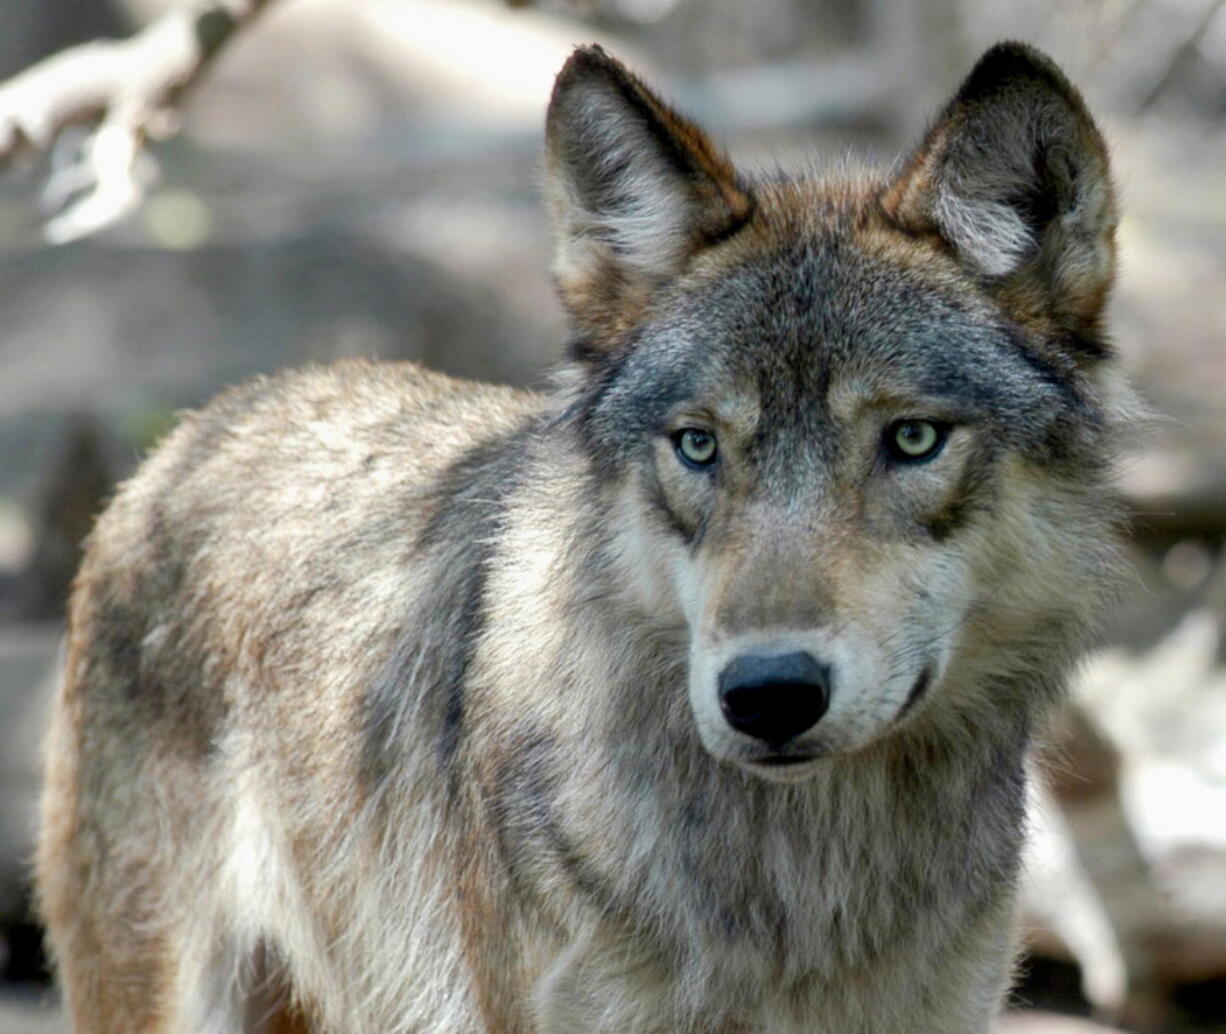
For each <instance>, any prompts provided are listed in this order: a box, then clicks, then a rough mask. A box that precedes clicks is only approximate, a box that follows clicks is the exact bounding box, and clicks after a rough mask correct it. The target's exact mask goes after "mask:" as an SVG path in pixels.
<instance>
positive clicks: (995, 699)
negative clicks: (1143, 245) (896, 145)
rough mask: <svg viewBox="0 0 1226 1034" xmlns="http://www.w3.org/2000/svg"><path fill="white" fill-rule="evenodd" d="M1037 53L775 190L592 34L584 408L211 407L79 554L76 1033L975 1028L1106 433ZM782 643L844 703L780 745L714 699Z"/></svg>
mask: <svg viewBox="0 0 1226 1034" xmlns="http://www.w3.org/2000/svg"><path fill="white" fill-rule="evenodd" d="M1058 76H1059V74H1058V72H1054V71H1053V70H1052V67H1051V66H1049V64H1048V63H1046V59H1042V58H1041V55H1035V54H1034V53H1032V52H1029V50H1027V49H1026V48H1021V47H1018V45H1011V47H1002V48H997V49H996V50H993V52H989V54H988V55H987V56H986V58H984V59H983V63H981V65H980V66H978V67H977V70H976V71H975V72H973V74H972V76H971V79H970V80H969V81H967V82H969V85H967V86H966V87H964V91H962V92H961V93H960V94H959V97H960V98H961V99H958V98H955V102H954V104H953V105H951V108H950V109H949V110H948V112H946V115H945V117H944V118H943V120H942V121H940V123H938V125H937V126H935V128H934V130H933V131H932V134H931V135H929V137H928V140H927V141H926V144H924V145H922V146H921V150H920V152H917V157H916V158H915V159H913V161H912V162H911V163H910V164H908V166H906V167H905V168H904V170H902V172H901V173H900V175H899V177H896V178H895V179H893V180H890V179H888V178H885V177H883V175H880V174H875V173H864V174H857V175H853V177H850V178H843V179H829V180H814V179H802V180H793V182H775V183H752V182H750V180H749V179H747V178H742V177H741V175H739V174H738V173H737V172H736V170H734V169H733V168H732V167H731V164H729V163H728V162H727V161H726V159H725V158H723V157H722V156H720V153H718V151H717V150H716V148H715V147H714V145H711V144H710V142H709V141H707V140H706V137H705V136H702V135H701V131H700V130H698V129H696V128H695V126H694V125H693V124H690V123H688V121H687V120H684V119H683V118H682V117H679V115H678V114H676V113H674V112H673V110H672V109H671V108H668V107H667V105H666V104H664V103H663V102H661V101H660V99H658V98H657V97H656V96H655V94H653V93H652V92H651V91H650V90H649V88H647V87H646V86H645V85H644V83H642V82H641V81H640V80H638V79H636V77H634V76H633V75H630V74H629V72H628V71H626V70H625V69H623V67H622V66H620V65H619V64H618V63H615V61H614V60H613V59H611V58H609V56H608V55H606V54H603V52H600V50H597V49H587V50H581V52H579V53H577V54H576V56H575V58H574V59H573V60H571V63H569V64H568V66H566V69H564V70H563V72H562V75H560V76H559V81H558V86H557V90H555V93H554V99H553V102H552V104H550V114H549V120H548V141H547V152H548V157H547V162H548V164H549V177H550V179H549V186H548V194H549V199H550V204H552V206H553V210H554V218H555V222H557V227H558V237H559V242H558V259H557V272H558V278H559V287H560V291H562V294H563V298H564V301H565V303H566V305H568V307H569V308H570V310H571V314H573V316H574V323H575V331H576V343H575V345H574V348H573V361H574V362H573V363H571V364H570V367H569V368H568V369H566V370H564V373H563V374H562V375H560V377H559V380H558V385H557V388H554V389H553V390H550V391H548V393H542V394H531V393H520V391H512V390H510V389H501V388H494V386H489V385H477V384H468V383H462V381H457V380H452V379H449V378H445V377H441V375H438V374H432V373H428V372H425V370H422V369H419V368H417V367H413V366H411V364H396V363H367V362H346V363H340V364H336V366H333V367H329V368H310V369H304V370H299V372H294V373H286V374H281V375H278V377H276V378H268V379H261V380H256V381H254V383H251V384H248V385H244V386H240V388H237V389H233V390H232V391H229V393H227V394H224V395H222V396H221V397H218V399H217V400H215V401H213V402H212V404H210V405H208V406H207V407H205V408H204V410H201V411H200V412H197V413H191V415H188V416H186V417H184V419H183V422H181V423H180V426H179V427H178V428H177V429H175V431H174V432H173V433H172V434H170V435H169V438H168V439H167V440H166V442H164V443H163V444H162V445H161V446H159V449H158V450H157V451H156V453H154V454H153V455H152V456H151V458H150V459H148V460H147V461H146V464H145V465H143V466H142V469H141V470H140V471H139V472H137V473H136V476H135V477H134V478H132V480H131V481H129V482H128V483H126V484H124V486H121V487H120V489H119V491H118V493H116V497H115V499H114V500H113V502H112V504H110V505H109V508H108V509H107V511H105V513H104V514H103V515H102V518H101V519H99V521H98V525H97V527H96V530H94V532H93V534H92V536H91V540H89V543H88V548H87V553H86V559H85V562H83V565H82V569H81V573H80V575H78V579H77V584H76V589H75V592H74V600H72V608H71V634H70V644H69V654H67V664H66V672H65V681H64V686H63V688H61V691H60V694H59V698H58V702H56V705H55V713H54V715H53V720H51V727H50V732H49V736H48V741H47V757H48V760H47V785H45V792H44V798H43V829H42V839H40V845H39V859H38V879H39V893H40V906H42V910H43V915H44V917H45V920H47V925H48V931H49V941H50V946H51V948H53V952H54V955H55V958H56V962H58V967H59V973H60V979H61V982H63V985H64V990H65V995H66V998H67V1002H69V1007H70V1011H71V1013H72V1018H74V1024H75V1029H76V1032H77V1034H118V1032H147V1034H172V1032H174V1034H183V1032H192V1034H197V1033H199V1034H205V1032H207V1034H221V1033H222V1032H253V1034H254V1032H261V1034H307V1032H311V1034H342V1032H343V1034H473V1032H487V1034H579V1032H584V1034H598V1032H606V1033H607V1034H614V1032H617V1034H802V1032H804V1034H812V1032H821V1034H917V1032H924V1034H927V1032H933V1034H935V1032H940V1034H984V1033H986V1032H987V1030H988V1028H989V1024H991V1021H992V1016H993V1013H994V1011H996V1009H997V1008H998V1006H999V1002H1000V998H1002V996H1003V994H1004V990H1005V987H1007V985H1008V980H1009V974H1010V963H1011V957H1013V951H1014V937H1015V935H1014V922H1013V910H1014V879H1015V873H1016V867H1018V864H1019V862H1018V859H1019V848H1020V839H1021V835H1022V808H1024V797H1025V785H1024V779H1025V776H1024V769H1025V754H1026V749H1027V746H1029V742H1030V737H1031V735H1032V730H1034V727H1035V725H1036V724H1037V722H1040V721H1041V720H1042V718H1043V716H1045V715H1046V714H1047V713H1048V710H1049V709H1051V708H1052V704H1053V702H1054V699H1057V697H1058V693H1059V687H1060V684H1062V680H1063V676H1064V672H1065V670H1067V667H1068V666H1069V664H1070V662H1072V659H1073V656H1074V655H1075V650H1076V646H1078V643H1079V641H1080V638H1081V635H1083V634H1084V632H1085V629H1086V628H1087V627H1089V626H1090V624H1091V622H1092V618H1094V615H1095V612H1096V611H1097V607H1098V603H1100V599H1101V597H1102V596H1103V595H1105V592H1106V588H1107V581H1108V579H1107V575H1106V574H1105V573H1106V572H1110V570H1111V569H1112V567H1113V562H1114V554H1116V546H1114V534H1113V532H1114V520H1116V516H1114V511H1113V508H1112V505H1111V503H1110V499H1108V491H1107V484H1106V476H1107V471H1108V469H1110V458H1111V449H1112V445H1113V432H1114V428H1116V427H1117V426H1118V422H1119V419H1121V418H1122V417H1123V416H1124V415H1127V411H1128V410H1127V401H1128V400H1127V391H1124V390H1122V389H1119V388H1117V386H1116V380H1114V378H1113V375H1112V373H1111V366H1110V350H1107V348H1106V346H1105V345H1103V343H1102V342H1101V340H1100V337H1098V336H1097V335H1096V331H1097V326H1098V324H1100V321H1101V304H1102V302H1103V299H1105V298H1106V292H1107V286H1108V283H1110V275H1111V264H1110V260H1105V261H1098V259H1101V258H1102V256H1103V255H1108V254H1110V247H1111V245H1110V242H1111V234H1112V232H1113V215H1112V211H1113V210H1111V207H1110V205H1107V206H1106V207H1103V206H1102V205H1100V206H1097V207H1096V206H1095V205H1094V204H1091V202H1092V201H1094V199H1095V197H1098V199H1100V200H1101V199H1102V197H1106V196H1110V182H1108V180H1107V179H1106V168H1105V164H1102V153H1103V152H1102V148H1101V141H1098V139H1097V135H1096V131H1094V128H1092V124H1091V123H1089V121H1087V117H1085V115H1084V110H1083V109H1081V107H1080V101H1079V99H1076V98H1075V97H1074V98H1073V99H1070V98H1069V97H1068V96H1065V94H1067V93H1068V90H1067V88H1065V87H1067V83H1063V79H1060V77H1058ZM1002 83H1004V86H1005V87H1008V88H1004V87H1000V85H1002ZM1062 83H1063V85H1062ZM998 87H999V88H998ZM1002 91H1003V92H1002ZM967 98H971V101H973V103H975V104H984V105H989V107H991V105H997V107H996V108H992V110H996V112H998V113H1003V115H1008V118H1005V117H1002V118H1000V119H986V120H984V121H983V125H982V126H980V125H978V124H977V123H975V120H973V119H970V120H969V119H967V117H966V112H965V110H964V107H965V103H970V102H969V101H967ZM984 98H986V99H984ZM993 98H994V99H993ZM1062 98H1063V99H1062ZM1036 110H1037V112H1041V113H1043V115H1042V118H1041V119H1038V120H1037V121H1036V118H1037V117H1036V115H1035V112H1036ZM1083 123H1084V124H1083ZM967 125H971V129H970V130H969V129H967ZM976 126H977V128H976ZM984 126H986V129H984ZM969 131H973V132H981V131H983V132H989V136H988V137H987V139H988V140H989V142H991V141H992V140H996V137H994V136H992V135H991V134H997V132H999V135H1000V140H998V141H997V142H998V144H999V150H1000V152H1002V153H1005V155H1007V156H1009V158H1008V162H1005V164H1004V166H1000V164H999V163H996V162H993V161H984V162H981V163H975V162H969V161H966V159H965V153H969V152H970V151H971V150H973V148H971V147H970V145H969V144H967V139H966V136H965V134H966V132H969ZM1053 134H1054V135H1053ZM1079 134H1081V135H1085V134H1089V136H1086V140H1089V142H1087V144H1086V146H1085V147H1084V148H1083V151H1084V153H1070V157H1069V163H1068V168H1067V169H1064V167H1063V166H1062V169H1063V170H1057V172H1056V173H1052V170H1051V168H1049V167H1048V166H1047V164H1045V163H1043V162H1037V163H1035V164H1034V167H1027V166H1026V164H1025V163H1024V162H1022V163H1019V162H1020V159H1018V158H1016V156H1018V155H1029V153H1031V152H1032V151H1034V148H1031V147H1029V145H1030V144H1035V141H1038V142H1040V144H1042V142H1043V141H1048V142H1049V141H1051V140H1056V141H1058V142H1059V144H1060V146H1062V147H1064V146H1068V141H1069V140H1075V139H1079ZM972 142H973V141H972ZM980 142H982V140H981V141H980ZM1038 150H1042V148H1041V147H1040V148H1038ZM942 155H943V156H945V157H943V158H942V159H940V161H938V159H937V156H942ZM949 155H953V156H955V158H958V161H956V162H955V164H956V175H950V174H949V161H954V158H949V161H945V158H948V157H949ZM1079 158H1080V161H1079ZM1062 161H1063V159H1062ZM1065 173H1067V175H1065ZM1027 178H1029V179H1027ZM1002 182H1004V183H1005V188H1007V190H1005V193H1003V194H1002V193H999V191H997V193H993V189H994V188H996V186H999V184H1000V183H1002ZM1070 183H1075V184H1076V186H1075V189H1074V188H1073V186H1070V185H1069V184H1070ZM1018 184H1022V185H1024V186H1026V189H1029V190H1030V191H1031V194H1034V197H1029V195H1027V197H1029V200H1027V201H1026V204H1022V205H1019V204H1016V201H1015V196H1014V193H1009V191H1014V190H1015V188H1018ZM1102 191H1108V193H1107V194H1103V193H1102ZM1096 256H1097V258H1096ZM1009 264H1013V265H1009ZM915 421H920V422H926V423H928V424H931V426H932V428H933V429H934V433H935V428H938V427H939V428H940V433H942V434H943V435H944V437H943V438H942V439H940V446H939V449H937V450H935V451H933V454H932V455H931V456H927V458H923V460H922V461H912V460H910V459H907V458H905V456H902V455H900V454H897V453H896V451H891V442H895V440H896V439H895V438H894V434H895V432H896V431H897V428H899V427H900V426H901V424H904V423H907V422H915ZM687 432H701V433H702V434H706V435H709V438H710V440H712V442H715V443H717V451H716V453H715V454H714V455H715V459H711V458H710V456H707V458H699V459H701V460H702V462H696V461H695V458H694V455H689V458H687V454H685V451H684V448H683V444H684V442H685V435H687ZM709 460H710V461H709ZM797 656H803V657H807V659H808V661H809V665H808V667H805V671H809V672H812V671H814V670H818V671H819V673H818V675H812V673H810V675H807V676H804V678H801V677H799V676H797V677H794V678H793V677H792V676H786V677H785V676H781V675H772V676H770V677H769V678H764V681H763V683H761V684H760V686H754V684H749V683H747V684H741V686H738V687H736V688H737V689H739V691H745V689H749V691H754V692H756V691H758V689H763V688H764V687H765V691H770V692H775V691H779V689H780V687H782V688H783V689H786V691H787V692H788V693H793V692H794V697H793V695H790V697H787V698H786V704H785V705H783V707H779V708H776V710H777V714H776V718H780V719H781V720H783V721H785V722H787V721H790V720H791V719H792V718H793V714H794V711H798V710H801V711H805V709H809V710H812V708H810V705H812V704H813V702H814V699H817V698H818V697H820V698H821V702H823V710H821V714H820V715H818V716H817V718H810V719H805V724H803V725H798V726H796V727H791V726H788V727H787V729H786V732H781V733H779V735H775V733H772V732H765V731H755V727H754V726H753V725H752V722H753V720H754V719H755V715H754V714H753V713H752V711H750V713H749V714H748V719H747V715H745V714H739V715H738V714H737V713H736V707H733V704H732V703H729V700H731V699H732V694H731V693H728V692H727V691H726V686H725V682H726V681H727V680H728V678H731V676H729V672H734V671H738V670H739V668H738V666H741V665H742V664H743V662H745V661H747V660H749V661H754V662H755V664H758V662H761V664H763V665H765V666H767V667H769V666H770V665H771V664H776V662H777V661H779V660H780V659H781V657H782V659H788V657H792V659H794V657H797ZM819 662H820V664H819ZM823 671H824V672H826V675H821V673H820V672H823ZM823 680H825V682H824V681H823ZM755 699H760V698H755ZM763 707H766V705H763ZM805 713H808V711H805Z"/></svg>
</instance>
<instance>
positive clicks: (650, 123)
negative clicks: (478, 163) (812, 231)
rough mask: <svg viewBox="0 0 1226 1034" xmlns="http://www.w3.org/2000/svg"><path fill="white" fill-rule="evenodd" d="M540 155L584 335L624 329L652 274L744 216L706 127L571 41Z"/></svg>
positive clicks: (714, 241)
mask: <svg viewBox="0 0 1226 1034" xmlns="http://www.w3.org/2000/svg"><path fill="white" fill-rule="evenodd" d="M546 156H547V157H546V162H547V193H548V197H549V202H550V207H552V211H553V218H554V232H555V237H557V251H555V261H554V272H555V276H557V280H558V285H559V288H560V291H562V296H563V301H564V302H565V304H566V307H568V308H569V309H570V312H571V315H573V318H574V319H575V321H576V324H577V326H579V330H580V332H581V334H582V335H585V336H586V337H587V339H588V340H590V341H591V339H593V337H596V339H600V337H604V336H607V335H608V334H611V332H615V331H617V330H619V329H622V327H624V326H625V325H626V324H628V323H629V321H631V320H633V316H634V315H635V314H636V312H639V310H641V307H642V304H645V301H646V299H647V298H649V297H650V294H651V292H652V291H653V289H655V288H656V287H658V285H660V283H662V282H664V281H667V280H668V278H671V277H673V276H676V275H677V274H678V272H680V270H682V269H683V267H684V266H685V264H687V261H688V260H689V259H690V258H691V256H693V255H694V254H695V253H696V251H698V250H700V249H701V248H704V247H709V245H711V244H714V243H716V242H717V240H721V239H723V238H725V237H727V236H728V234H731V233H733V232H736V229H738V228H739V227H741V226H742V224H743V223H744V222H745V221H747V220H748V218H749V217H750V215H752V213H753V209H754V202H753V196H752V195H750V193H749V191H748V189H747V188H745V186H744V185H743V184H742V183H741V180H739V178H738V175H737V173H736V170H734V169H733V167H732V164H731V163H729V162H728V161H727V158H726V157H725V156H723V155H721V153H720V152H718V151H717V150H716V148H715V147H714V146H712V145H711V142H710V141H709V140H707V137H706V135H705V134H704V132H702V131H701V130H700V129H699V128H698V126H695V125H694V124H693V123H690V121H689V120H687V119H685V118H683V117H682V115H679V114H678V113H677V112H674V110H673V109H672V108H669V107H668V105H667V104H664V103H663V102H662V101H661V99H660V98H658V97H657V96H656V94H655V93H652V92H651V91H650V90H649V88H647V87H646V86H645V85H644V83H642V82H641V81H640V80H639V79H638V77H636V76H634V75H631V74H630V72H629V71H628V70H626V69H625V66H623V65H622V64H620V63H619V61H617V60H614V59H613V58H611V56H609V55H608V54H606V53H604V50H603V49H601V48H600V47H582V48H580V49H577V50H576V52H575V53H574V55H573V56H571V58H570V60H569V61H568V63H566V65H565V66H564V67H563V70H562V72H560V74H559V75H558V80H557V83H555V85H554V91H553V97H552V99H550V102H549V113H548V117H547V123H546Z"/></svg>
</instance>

══════════

§ WHAT IS REQUIRED
Express the items as a JSON list of strings, from the start of the items through the line containing "53L775 190L592 34L584", with one string per line, blank lines omitted, and the picture left out.

§ EXERCISE RESULT
[
  "For each <instance>, any prompts provided are listed in this order: a box, then clicks, then a rough mask. A box that precedes clicks is only approximate, a box that follows clicks is the exact bounding box, and clicks after a rough mask correct it. The target's exact mask goes after \"mask:\" as an SVG path in pixels.",
  "<instance>",
  "positive clicks: (995, 699)",
  "negative clicks: (1143, 245) (896, 145)",
  "rough mask: <svg viewBox=\"0 0 1226 1034\" xmlns=\"http://www.w3.org/2000/svg\"><path fill=\"white\" fill-rule=\"evenodd\" d=\"M1037 53L775 190L592 34L584 408L211 407L79 554L76 1033L975 1028L1106 433ZM782 643L844 703L780 745L714 699Z\"/></svg>"
]